## The problem:
Your output should consist of the data, copied exactly.
------ Extracted information ------
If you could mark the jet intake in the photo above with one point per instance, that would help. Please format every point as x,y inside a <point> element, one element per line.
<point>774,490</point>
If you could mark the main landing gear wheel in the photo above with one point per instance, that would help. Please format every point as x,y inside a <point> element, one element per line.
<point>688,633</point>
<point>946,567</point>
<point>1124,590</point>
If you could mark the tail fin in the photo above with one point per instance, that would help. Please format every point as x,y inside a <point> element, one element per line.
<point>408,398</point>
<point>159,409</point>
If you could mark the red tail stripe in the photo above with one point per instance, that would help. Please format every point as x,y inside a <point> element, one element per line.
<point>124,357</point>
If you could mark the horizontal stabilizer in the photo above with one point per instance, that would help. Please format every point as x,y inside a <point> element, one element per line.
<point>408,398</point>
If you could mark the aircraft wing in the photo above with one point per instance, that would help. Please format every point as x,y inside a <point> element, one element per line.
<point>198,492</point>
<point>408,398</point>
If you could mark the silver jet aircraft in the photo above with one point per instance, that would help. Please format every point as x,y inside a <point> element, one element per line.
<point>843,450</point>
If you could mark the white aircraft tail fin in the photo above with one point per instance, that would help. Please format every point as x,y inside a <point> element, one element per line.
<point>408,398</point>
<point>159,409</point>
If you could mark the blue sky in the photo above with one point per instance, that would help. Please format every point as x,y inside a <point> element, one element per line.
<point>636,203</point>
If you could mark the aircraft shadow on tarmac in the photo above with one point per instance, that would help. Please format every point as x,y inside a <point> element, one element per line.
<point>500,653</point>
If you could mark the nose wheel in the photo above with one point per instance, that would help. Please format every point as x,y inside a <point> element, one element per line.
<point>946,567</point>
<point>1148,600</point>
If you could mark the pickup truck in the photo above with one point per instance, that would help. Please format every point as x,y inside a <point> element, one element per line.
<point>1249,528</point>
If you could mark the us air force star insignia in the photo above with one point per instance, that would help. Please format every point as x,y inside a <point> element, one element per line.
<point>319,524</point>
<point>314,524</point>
------
## Exercise response:
If you could mark the jet intake in the photo above with one point per instance, that would help. Please format every point as x,y inside a <point> element, one element per line.
<point>774,490</point>
If you could mark the main landing gear wheel in the photo above with one point per instance, that would help. Please format every point as x,y inside a <point> element, one element per line.
<point>688,633</point>
<point>946,567</point>
<point>1124,590</point>
If you could mark the tail fin in the photo above with one point per instance, that would help. Please format every point as x,y inside a <point> element, one element per line.
<point>408,398</point>
<point>159,409</point>
If you could mark the red tail stripe in the photo above with one point per instance, that would help. Please format every point as x,y inside a <point> element, one element per line.
<point>124,357</point>
If you could mark the horizontal stabilizer in the photo above with one point per instance, that would help. Please format every point as x,y inside a <point> element, one element per line.
<point>408,398</point>
If you could mark the aircraft wing in the photo above with one point per instance, that would help. Please format every point as x,y inside a <point> element, one element per line.
<point>198,492</point>
<point>408,398</point>
If you could mark the silver jet aircraft in the photo above with one point per instance, that would help. Please format every point as x,y inside a <point> element, one element per line.
<point>843,450</point>
If you could mark the white aircraft tail fin in the photo above with one point per instance, that would help. Please format every point as x,y inside a <point> element, one element per line.
<point>408,398</point>
<point>159,409</point>
If you could mark the blue sky in the photo above with one point per instance, that would help. Please format every point as x,y inside a <point> element, one element per line.
<point>636,203</point>
If you could mark the aircraft shadow on tarmac in the photo above with one point per instance, that would help. Please format every point as x,y inside a <point> element, one element per line.
<point>500,653</point>
If you could mark the nose wheel in the photo above with one point per instance, that would help. Please format every point as x,y inside a <point> element, one element per line.
<point>946,567</point>
<point>1148,600</point>
If you could mark the pickup truck in the photo above with one point per instance, that would help. Please format every point as x,y inside a <point> element, one element per line.
<point>1249,528</point>
If you could mark the us air force star insignia in the photo above with one point per instance, that would help. Please format every point as x,y inside a <point> element, one element per line.
<point>319,524</point>
<point>314,524</point>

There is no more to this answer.